EXCERPTED DATA:
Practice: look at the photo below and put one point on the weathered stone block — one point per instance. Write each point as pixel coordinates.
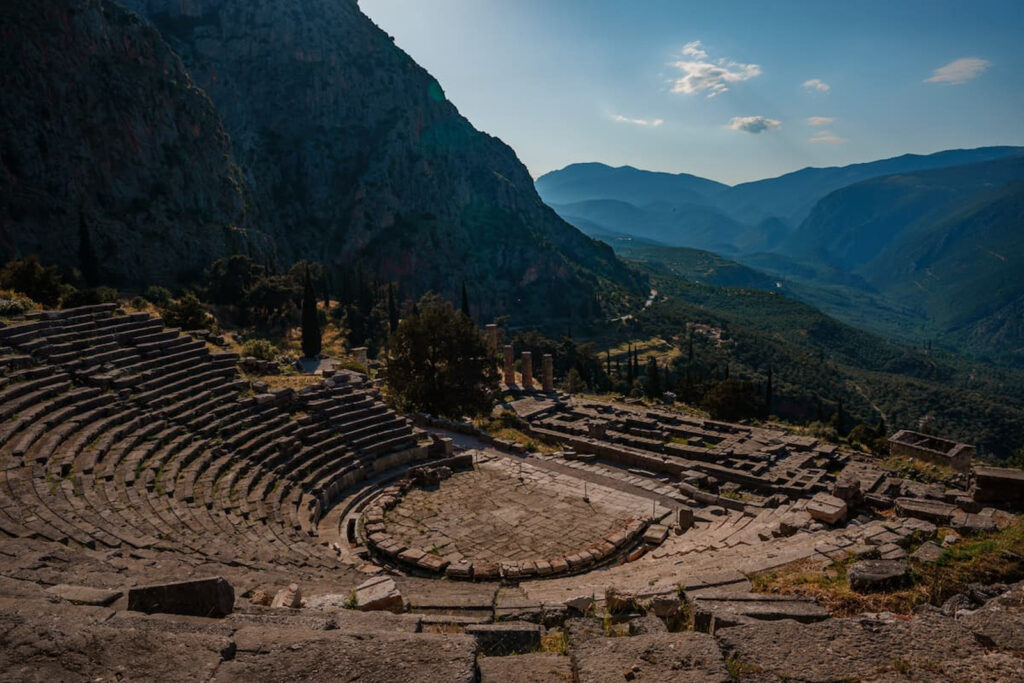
(288, 597)
(506, 638)
(200, 597)
(867, 575)
(82, 595)
(379, 593)
(827, 509)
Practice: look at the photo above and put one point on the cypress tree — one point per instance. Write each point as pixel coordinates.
(310, 322)
(653, 378)
(88, 262)
(392, 308)
(840, 417)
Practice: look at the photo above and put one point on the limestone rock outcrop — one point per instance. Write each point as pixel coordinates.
(352, 151)
(103, 126)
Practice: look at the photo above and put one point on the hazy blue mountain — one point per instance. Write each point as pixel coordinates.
(853, 225)
(947, 244)
(704, 267)
(579, 182)
(791, 197)
(676, 224)
(706, 214)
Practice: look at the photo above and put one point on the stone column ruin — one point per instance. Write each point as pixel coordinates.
(492, 331)
(509, 366)
(527, 370)
(548, 378)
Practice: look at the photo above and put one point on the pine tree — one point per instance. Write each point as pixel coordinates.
(840, 417)
(392, 308)
(310, 321)
(653, 378)
(88, 262)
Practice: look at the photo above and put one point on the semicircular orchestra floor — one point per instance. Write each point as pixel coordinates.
(506, 517)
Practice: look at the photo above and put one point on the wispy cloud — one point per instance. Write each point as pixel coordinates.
(820, 120)
(651, 123)
(817, 85)
(701, 74)
(826, 137)
(960, 71)
(753, 124)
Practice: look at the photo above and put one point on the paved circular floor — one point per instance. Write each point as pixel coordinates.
(504, 510)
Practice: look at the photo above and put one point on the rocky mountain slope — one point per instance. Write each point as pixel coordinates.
(102, 126)
(353, 153)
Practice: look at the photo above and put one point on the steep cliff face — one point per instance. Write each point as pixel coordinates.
(354, 154)
(102, 125)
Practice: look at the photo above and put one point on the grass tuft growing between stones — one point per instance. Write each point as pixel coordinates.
(987, 558)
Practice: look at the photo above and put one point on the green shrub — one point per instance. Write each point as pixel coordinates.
(88, 297)
(160, 296)
(260, 348)
(12, 303)
(186, 312)
(30, 278)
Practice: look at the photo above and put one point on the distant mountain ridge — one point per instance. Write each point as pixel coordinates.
(915, 247)
(197, 125)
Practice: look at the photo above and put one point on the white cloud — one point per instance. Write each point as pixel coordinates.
(753, 124)
(817, 84)
(960, 71)
(820, 120)
(826, 137)
(701, 74)
(694, 49)
(652, 123)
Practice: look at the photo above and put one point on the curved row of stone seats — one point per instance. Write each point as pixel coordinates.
(161, 446)
(347, 432)
(134, 467)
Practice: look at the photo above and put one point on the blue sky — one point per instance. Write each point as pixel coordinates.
(725, 90)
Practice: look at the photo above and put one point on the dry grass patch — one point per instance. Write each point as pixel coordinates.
(295, 381)
(987, 558)
(828, 587)
(916, 469)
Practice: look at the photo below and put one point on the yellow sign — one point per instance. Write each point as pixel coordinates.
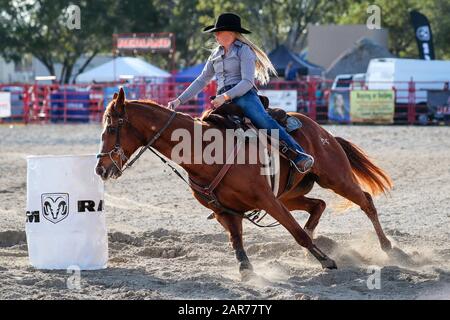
(376, 106)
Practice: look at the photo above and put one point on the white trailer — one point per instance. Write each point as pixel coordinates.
(389, 73)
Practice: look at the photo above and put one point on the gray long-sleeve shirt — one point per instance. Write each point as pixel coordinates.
(237, 68)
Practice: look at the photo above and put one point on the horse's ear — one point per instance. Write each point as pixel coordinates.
(120, 101)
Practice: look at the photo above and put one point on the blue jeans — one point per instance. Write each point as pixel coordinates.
(254, 110)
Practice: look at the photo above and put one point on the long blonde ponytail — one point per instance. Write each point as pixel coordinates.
(263, 64)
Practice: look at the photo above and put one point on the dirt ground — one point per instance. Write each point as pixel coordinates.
(162, 246)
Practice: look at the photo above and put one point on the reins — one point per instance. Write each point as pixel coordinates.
(206, 193)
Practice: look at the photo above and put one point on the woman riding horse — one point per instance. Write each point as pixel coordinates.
(235, 63)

TASK STATEMENT:
Copy out the lines running from the one containing "on the reins" through the end of the records, both ends included.

RESULT OF THE EXERCISE:
Practice: look at the photo above and put one point on the reins — one point per instance. Write each point as pixel coordinates.
(206, 193)
Practice: look at the photo above and put one point on the woman riding horse — one point per instance. Write each point as pixel coordinates.
(235, 63)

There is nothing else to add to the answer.